< Back to IRCAM Forum

Transposition using command line

Hello Antoine

after the long mail of Fredric you have most of the information already, so just a few comments:

the supervp command line you learned at IRCAM is not for an old version. It is just using different options. The optimal windowsize depends on the sound materiel, I can only repeat the suggestion of Frederic to try out different commands in AS and use those settings you are happy with. Because there was the question remaining about -Afft 70. This means use an autoregressive model (lpc) for envelope estimation and use ar model order 70. In nearly all cases you get better results with -Atenv instead of lpc for envelope estimation. You have to select the maximum fundamental frequency then as order parameter, but you can do this in AS as well (process file dialog).

-FcombineMul affects filtering operations only. It’s a noop if there are no filter operations active.

As Frederic said: please be sure to activate -shape 1 only for monophonic speech and singing voice.

Now to your latest questions:

.I never obtained a command line with an understandable size of the window for example…
-M0.0227272734045982s means window size is 0.0227272734045982 seconds. Why is this not understandable?

**Problems to solve:**
(1) Reproduce the forum reply on command-line transposition from "-FcombineMul affects filtering" up to and including "this not understandable?", replacing "monophonic" with "single-voice".
(2) According to the forum reply on command-line transposition, what does the option -Afft 70 mean?
(3) Continue the forum reply on command-line transposition from where it stops.

**Supplied information:**
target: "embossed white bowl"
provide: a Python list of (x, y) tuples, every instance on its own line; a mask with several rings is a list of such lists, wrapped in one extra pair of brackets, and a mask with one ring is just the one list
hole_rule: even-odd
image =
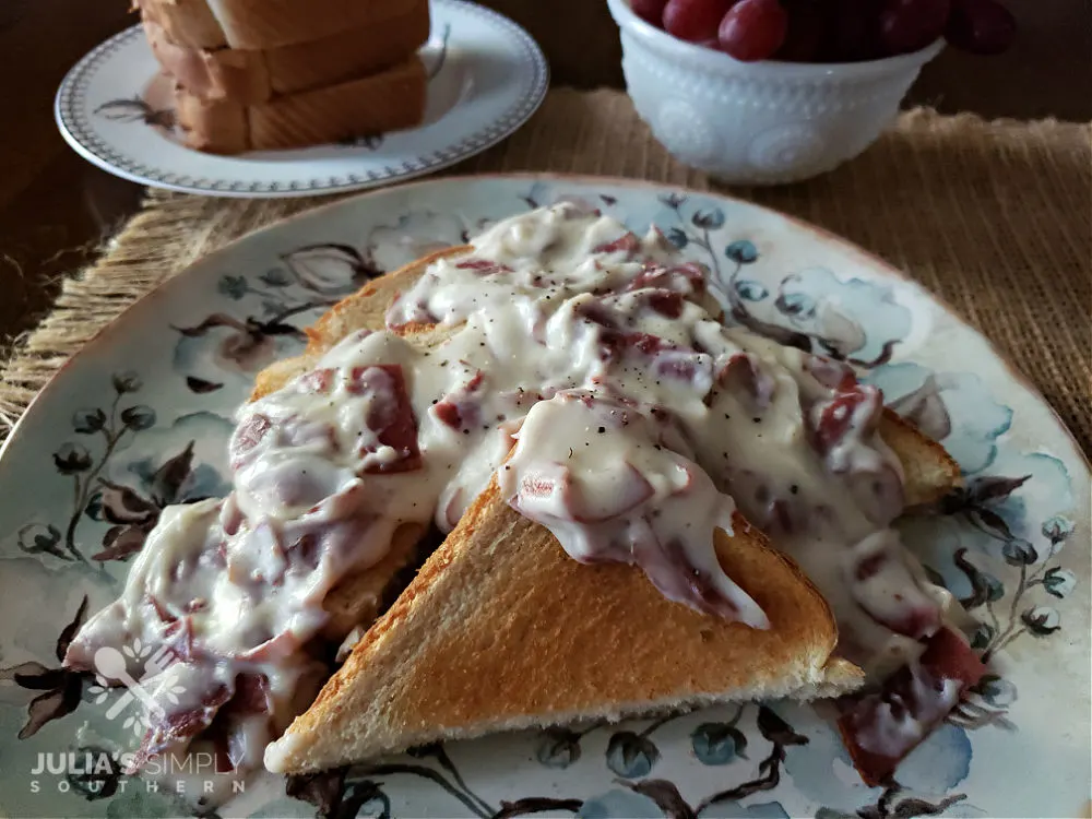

**Answer set:**
(1)
-FcombineMul affects filtering operations only. It’s a noop if there are no filter operations active.

As Frederic said: please be sure to activate -shape 1 only for single-voice speech and singing voice.

Now to your latest questions:

.I never obtained a command line with an understandable size of the window for example…
-M0.0227272734045982s means window size is 0.0227272734045982 seconds. Why is this not understandable?

(2) It means using an autoregressive model (lpc) for envelope estimation, with an AR model order of 70.

(3)
  1. It looks like I cannot use a fundamental analysis to improve the result of the transposition, I get an error (42) (cannot find F0 data)
    sure you can, but you need to set the correct path. It is difficult to answer here, as I don’t see the command you run
  1. If I edit manually the command line from the -transke factor, how will I calculate the -D option? Because obviously, transposing the sound up or down chromatically implies stretching the sound accordingly…

Your statement “chromatically implies stretching the sound accordingly…” is not correct. -transke automatically compensates the stretching it implies and so it does not affect the duration of the sound. So if you don’t want to time stretch you don’t need to change -D1 at all. (For your information: The only transposition that does not compensate the stretching is -transnc (which means -trans with no time correction).

  1. Is it Frederic who answers me because I wrote in English? I am asking because perhaps Axel would know things that Frederic does not…and I can ask my questions in french as well…

No I prefer English. But I simply had no time reading/answering and Frederic was so kind to help out.

Best
Axel

Sorry this is misguiding:

In nearly all cases you get better results with -Atenv instead of lpc for envelope estimation.

It should be

In nearly all cases you get better results with tenv instead of lpc for envelope estimation.

If maximum f0 for your sound is 200Hz then you select tenv by means of -Afft 200Hz
So the change is only visible in the order selection.

Axel

Hello,
Thank you Axel for your explanations.
I was able to do what I wanted…except that the results are a bit surprising so I tried to explain these results…please confirm.

  1. I produced a low A (55Hz) using frequency modulation in max msp and wrote that sound to disk.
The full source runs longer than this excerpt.